◆ GIVEN REQUEST:
Can you write out the material again from the line that contains "Task: pointing. Mark each instance of the stacked" through the end, replacing "single dot" with "single point" and leaving everything else unchanged?

◆ SUPPLIED RECORDS:

(begin)

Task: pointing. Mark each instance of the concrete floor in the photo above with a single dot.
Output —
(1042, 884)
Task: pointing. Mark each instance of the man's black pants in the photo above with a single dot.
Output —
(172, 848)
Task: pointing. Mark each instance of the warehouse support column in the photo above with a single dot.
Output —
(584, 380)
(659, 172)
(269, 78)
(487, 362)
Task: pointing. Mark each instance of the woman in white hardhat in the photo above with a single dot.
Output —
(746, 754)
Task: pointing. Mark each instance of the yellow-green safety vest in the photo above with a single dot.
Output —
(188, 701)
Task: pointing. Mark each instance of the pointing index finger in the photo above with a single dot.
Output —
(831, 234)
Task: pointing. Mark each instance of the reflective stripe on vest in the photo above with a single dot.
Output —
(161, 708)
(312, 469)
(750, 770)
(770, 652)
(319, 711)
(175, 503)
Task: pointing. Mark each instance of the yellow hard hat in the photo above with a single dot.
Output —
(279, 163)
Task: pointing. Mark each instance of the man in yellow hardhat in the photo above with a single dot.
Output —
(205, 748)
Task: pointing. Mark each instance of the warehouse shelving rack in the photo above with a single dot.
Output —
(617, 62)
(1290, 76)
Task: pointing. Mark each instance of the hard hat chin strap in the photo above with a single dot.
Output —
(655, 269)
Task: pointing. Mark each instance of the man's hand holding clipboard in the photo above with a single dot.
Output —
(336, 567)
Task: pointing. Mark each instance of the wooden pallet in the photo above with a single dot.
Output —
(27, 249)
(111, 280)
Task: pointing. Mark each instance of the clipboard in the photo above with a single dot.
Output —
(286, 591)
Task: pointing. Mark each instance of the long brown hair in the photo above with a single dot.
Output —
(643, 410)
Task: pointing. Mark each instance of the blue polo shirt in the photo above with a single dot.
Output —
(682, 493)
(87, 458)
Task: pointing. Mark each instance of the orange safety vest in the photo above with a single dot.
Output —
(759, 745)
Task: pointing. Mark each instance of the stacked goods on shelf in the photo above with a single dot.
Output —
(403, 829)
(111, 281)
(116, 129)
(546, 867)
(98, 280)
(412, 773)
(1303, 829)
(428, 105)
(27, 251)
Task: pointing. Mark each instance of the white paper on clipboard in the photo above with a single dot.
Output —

(end)

◆ TASK SOLUTION:
Task: pointing. Mark each instance of the stacked goods on shelf in the photo above with a single point.
Output —
(403, 829)
(111, 281)
(116, 129)
(546, 867)
(98, 280)
(412, 773)
(1303, 829)
(428, 105)
(27, 251)
Task: pointing. Mark each instance of the white paper on clipboard in the photo above with a single point.
Output —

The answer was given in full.